-- Stored data --
-- BEGIN --
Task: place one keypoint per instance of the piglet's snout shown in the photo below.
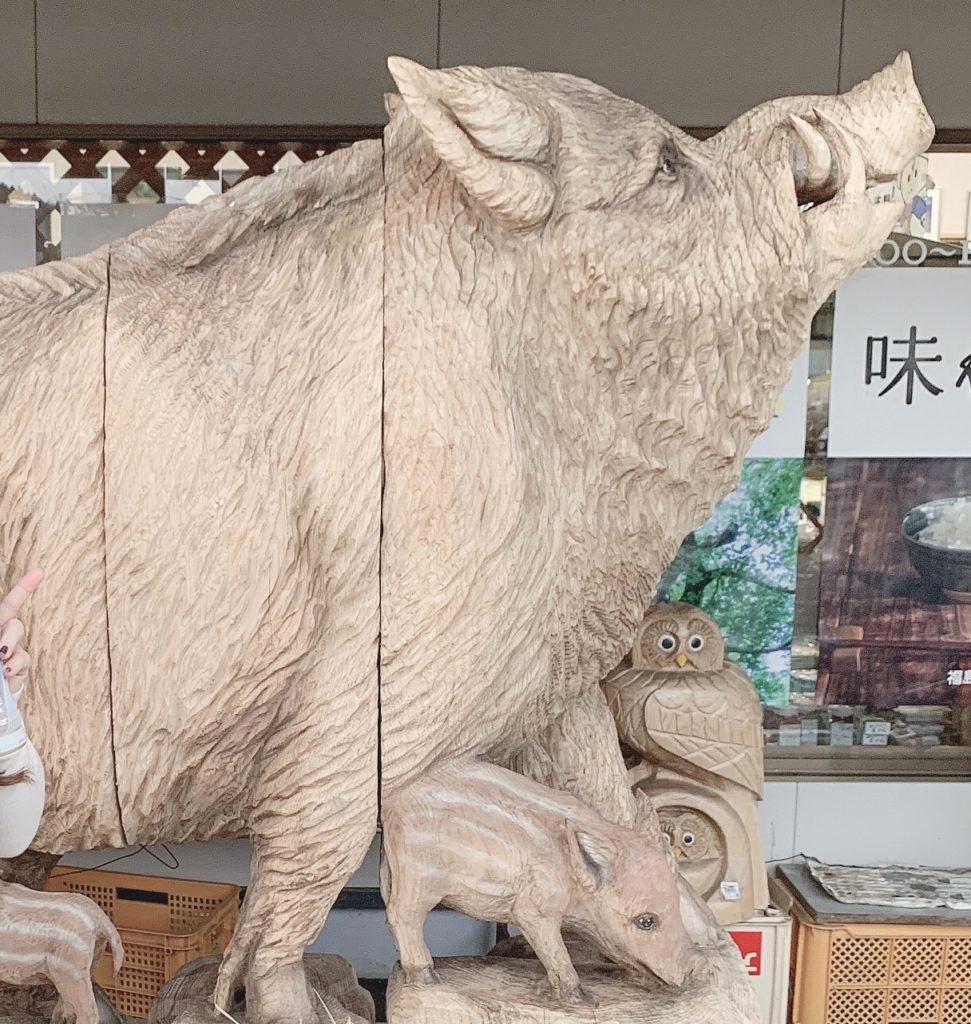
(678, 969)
-- END --
-- BEGIN --
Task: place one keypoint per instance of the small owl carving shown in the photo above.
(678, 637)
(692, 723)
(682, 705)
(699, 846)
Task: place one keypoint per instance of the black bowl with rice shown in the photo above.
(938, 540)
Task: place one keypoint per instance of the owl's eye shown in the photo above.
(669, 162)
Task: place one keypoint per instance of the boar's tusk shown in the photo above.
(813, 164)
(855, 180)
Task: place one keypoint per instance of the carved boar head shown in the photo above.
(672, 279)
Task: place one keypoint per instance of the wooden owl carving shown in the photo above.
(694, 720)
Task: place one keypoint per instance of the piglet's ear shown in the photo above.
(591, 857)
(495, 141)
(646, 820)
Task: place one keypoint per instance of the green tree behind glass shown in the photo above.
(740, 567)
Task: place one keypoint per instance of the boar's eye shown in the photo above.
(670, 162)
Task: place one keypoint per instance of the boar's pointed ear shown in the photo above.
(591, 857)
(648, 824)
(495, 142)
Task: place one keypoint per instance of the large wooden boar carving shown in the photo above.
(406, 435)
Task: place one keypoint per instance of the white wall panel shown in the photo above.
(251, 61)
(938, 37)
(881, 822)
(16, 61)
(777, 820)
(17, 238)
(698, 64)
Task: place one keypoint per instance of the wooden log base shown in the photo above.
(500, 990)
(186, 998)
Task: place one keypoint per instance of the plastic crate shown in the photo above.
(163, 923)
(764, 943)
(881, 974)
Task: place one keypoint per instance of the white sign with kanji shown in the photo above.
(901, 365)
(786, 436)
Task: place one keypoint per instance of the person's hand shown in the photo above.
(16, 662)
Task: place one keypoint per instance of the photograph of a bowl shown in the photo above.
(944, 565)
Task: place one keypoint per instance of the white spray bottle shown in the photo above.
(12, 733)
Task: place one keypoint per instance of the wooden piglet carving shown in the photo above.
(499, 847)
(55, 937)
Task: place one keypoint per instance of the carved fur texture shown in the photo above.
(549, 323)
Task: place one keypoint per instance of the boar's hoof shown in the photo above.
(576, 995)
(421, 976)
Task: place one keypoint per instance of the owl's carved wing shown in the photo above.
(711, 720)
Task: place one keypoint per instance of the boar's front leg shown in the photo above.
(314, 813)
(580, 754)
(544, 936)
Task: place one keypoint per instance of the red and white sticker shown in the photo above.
-- END --
-- BEGIN --
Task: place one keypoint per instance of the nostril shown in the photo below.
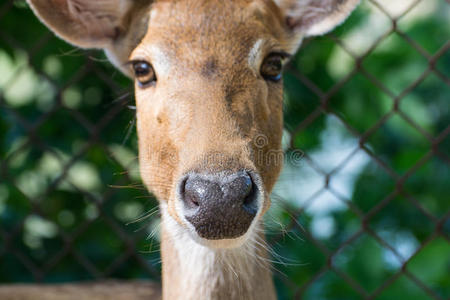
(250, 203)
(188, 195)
-- END --
-- Problem statement --
Pull out each line of the material above that contains the word "carving", and copy every such line in full.

-- Answer for the task --
Task: place one keypoint per instance of the small owl carving shown in the photo above.
Task: place one keypoint per instance of the wooden owl carving shown in the photo above.
Task: place one keypoint per instance of the large wooden boar carving shown in the photo above.
Task: place one keypoint per instance of the wooden piglet carving shown in the photo above.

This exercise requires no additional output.